◆ Exercises:
**a)** Copy word for word the passage of the Janine Beckie interview that runs from "R: What was" to "to explore more.".
**b)** Decide whether each statement agrees with the Janine Beckie interview, and answer yes or no with the deciding words of the interview: (i) Janine Beckie is originally from Colorado. (ii) She was raised Baptist. (iii) She accepted Jesus in Year 9 of high school.

R: Can you tell us a little bit about yourself?
J: I’m Janine Beckie. I’m originally from Colorado. Currently, I’m living in Manchester because I play football for Manchester City.
R: How did you end up here in the UK?
J: I was playing professionally in the States and I had wanted to make the move to Europe to play at some point. It was about a week before the transfer window closed and my agent was like, “We need a decision so we can move forward with the paperwork.” It was the fastest life-changing decision I’ve ever had to make; I knew absolutely nothing about the UK and I had no idea where I was going to live. I said yes and was in the UK about three weeks later.
R: What was it like arriving in the UK?
J: Looking back on it now, it was a complete whirlwind. The weather is definitely darker and more gloomy than I’m used to but the people make up for that. I’ve really enjoyed the cultural differences and it’s been a challenge for me, but I’ve loved it so far and I’m excited to explore more.
R: Can you just tell us a little about your faith journey?
J: I was raised Catholic. It was super traditional but I think that it instilled a foundation of faith in me, and it was while I was at a Christian high school that I started to learn more about Jesus and make my faith my own… It was in Year 9 of high school that I accepted Jesus, and I felt that was the moment my life completely changed, but I didn’t realise at the time that there would be so many highs and lows.
R: You went to college in the US. How was that for you, particularly from a sports point of view?
J: When people think of university in America, they think partying, staying out all night, lots of alcohol and, for some, drugs, and everything that’s portrayed in the media, unfortunately. But there’s so much about university that I think is really cool. It’s such a pleasure to be a part of an athletic department at university; especially one as big as Texas Tech. Being a student athlete is a really special experience. It kind of becomes like your own little community, which I think can be both beneficial and really detrimental if you don’t also allow yourself to have the wider university experience – I definitely think I got caught up in the student athlete experience during my first year, or two years maybe. After that, I started to get a little bit more involved in having friends outside of athletics and getting settled in a church which, looking back, I wish I had done more.
R: How did you find being a Christian in that environment?
J: There were times when I felt really far from God and times when I felt really close, and my convictions were different in those times. It’s tough to be a Christian in a student environment – to stand up for what you believe and not fall under the peer pressure of doing something that you don’t want to do or being somebody that you’re not.

◆ Given information:
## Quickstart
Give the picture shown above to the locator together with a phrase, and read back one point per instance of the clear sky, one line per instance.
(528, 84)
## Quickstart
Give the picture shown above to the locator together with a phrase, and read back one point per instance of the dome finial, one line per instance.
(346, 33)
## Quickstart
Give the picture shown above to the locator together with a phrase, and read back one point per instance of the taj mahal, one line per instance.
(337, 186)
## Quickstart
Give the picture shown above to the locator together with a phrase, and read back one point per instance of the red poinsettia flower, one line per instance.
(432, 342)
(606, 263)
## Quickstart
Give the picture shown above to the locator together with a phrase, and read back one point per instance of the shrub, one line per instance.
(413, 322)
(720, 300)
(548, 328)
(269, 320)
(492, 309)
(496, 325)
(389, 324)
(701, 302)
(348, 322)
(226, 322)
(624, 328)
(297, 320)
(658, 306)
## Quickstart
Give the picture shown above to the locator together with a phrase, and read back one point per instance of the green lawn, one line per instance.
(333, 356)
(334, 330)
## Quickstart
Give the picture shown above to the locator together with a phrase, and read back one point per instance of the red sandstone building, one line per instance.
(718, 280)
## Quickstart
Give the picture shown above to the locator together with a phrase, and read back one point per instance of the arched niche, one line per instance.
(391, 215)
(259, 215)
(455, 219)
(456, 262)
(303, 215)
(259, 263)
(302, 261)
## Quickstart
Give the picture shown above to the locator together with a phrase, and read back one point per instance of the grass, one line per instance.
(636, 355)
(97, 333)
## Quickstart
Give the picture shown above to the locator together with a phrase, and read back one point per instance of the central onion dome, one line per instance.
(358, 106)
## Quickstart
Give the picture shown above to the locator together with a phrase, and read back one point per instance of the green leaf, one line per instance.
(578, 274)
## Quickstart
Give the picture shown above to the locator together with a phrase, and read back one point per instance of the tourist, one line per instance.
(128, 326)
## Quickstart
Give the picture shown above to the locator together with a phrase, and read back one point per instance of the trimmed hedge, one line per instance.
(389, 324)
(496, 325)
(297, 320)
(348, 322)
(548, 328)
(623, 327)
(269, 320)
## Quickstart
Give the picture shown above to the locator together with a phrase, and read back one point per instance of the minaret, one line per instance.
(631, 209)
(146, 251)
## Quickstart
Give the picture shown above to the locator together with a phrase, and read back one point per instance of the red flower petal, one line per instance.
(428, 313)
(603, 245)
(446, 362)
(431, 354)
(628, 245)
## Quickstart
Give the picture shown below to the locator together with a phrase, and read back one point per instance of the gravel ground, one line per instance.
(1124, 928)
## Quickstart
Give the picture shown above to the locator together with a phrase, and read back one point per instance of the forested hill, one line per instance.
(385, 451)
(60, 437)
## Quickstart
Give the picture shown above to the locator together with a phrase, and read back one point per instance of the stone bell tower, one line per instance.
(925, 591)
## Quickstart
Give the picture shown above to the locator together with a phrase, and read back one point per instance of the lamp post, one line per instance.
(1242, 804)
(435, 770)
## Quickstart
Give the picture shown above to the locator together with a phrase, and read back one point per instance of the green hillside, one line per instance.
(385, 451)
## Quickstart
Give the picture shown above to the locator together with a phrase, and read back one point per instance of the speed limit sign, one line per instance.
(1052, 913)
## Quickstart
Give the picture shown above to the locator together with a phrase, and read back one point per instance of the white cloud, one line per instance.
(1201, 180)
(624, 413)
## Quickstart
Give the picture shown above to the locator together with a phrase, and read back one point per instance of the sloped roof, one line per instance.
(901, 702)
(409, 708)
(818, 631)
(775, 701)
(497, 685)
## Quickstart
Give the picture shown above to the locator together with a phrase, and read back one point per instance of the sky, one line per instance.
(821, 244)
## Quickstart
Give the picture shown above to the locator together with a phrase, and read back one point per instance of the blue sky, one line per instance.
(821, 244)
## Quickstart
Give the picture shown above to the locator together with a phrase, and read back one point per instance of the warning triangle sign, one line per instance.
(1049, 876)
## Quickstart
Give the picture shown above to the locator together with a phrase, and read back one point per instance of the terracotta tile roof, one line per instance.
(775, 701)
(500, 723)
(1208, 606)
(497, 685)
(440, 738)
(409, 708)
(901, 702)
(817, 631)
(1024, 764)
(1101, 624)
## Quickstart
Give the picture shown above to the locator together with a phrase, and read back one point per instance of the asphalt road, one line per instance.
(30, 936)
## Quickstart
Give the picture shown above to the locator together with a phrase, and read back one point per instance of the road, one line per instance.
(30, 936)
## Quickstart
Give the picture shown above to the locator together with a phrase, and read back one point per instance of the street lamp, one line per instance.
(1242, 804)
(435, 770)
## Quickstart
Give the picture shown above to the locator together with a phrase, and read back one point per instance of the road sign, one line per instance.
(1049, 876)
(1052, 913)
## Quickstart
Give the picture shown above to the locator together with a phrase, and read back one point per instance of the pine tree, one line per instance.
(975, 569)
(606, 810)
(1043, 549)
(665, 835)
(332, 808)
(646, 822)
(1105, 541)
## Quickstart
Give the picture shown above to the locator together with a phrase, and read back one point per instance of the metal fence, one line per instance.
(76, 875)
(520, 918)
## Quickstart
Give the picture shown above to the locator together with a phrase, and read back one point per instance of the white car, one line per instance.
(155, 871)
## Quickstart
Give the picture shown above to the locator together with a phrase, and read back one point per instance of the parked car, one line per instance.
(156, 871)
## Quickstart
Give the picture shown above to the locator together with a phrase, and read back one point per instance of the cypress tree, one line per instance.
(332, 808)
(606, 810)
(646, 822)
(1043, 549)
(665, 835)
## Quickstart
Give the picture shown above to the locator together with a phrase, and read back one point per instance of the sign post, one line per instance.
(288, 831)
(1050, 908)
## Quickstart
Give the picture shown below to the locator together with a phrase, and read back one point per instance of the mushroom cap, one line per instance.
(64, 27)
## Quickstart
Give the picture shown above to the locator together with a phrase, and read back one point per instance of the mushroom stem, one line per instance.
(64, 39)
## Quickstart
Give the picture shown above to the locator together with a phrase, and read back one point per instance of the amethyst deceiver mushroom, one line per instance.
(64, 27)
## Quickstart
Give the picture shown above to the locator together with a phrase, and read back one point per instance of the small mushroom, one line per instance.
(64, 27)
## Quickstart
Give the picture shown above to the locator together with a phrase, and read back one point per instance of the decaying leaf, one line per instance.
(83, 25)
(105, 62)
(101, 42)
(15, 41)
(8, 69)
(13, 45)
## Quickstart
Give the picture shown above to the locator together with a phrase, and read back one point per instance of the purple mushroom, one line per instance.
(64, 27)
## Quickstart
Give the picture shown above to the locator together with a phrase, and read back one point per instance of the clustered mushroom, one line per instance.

◆ Numbered answers:
**a)**
R: What was it like arriving in the UK?
J: Looking back on it now, it was a complete whirlwind. The weather is definitely darker and more gloomy than I’m used to but the people make up for that. I’ve really enjoyed the cultural differences and it’s been a challenge for me, but I’ve loved it so far and I’m excited to explore more.

**b)**
(i) Yes: "I’m originally from Colorado."
(ii) No: "I was raised Catholic."
(iii) Yes: "It was in Year 9 of high school that I accepted Jesus"